§ 作業内容:
1: リュッツエンの戦いに関する本文のうち、「ついに11月16日に、ヴァレ」から「ァレンシュタインに知らせた。」までを一字一句そのまま書き写してください。
2: リュッツエンの戦いに関する本文で「傭兵隊長」と呼ばれている人物を、本文中の表記どおりにすべて挙げてください。

§ 本文:
* * * *

フェルディナント2世はこの場では、すべて応じる素振りを見せたが、ひそかに実質的には皇帝自身が前述の権利を把握していたのである。この交渉に満足したヴァレンシュタインはただちに裏交渉の買収でボヘミアに駐屯したヴェッツィン家のザクセン侯のヨーハン・ゲオルク1世を撤退させたのである。同年夏7月にレーゲンスブルク近郊のシュバーヴァハでバイエルン侯のマクシミリアン1世と合流した。この報を聞いたグスタフ・アドルフは驚愕し、ウィーン包囲を解いて急いで北上した。
進撃のあまりに手薄となったグスタフ・アドルフはライプツィヒ近郊の小都市のリュッツエンでヴァレンシュタインの軍勢と激突することになった。同年の秋11月でこのときリュッツエンは濃霧に覆われた。同時にヴァレンシュタインは配下のパッペンハイム率いる1万の軍勢にザクセンの一都市のハレを襲撃させた。ところがこの報を聞いたグスタフ・アドルフは配下を派遣して、パッペンハイムの軍勢を撃退したのである。
ついに11月16日に、ヴァレンシュタイン率いる皇帝軍とグスタフ・アドルフ率いるプロテスタント連合軍との戦闘がはじまった。とくに当日は桁外れの濃霧であり、グスタフ・アドルフは右翼に陣取って、左翼は友軍であり、フランス王国の宰相・リシュリューが雇った傭兵隊長のベルンハルト・フォン・ザクセン=ヴァイマー[11]が陣取っていた。ヴァレンシュタインの軍勢は旗色が悪く、午後になるとハレから敗走したパッペンハイムがリュッツエンに到着するも、彼は胸部に被弾されて戦死を遂げた。
しかし、夕方近くになると、異変が起きた。結果としては皇帝軍が大敗し、撤退した。だが同時にグスタフ・アドルフの愛馬が主人がいないまま戦場を駆け巡ったのである。皇帝軍の将校でイタリア人の傭兵隊長のピッコローニが、グスタフ・アドルフが落馬したのを目撃したのである。ピッコローニはこのことを皇帝軍の将軍でオランダ人のヘンドリク・フォン・ホルクに知らせた。ホルクはこれをヴァレンシュタインに知らせた。
スウェーデン軍に緊張が激震した。しかしスウェーデン軍は強く、グスタフ・アドルフの盟友である前述の傭兵隊長のベルンハルト(ヴェッツィン家出身)の総指揮で、ついに皇帝軍はリュッツエンから撤退した。まもなくグスタフ・アドルフの遺骸が発見された。右のこめかみに被弾された痕があった。また、背中や脇腹にも銃痕があった。このときのグスタフ・アドルフは39歳だった。
一方、敗走したヴァレンシュタインはザクセン侯のヨーハン・ゲオルク1世と交渉を続けた。しかし、ヴァレンシュタインも戦いに疲労感を覚えたため、今度は交渉権をメインとして自分の有利になるべく活躍した。自軍を無傷で保管した。ザクセン侯は傭兵隊長のハンス・ゲオルク・フォン・アルニム=ボイツェンブルクを派遣し、ヴァレンシュタインと交渉した。その内容は諸説があるが、父のグスタフ・アドルフの後を継いだスウェーデン女王のクリスティーナとその宰相のアクセル・オクセンシェルナ(ウクセンシェルナ)と和睦を結び、皇帝のフェルディナント2世がこれを認めなければ、離反も辞さないという内容というのが定説のようである。

* * * *

§ 提供レコード:
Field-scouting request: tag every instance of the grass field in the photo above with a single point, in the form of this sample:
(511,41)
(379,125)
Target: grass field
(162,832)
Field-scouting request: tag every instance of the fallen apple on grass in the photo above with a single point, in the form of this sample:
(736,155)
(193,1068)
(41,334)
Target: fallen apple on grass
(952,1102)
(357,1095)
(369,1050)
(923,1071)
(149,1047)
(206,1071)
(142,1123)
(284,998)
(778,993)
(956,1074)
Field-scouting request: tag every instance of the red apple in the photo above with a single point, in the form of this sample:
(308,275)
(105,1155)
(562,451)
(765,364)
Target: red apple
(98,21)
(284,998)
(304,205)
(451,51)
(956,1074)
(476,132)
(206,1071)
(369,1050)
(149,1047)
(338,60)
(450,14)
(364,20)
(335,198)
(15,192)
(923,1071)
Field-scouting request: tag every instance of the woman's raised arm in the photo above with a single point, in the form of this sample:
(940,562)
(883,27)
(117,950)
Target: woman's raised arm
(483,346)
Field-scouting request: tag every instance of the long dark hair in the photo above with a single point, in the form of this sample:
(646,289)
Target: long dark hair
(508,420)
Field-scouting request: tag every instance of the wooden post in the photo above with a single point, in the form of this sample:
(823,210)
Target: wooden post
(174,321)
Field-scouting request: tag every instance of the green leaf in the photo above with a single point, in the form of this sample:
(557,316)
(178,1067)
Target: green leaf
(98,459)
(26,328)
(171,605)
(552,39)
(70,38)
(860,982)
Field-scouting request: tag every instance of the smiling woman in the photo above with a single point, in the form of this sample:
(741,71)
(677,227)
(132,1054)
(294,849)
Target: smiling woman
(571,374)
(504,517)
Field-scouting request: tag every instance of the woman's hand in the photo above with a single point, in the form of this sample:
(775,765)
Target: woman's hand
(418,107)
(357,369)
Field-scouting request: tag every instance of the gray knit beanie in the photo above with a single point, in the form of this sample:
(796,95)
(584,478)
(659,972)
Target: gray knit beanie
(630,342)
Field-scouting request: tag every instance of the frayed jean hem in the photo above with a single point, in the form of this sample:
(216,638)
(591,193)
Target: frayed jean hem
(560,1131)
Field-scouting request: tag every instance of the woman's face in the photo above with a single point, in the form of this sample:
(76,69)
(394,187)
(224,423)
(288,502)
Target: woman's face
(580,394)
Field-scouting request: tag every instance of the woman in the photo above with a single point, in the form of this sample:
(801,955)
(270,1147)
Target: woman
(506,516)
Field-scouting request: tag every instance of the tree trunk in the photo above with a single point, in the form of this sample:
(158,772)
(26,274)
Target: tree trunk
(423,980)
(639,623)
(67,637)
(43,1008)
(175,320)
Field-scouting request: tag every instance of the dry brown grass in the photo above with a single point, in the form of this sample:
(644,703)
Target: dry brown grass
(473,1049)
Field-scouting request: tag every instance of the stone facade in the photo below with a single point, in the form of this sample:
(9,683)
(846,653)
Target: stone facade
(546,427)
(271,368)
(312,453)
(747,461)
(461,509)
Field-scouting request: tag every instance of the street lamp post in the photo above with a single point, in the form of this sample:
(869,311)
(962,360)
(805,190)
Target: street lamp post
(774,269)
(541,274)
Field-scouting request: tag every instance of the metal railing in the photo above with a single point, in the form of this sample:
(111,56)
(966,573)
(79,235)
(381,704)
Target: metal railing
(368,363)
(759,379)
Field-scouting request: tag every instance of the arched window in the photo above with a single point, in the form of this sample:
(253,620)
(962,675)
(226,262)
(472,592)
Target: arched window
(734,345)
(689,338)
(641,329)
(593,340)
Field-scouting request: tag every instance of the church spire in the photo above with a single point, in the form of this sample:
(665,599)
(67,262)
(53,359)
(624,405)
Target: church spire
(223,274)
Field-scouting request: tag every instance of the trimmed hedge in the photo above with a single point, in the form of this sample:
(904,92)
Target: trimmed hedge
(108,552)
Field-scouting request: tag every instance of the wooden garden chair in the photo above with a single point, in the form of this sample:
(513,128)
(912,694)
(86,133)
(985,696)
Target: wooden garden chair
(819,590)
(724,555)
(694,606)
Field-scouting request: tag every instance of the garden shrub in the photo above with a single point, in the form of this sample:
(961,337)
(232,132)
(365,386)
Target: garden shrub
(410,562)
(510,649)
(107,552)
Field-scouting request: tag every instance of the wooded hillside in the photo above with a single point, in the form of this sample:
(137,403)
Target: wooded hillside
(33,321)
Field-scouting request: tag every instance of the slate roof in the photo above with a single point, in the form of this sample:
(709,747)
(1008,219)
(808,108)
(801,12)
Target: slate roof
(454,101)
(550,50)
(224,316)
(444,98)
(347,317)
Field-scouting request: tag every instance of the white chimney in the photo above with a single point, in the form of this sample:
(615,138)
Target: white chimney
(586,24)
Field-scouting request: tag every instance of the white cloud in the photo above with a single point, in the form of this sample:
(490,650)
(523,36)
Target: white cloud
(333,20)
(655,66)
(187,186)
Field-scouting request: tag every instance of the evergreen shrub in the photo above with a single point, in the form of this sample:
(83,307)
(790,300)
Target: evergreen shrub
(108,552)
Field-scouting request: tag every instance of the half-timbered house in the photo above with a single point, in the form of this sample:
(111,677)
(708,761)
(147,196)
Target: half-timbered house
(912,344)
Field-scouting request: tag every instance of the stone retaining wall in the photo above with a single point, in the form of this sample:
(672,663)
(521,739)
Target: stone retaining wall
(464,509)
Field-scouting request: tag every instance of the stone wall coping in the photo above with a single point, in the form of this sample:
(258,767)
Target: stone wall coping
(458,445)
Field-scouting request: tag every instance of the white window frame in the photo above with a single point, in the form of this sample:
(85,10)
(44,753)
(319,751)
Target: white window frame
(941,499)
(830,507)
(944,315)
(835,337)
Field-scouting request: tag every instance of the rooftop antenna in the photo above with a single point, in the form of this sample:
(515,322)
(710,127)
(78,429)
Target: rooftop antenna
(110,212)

* * * *

§ 解答一覧:
1:
ついに11月16日に、ヴァレンシュタイン率いる皇帝軍とグスタフ・アドルフ率いるプロテスタント連合軍との戦闘がはじまった。とくに当日は桁外れの濃霧であり、グスタフ・アドルフは右翼に陣取って、左翼は友軍であり、フランス王国の宰相・リシュリューが雇った傭兵隊長のベルンハルト・フォン・ザクセン=ヴァイマー[11]が陣取っていた。ヴァレンシュタインの軍勢は旗色が悪く、午後になるとハレから敗走したパッペンハイムがリュッツエンに到着するも、彼は胸部に被弾されて戦死を遂げた。
しかし、夕方近くになると、異変が起きた。結果としては皇帝軍が大敗し、撤退した。だが同時にグスタフ・アドルフの愛馬が主人がいないまま戦場を駆け巡ったのである。皇帝軍の将校でイタリア人の傭兵隊長のピッコローニが、グスタフ・アドルフが落馬したのを目撃したのである。ピッコローニはこのことを皇帝軍の将軍でオランダ人のヘンドリク・フォン・ホルクに知らせた。ホルクはこれをヴァレンシュタインに知らせた。

2:
- ベルンハルト・フォン・ザクセン=ヴァイマー
- ピッコローニ
- ハンス・ゲオルク・フォン・アルニム=ボイツェンブルク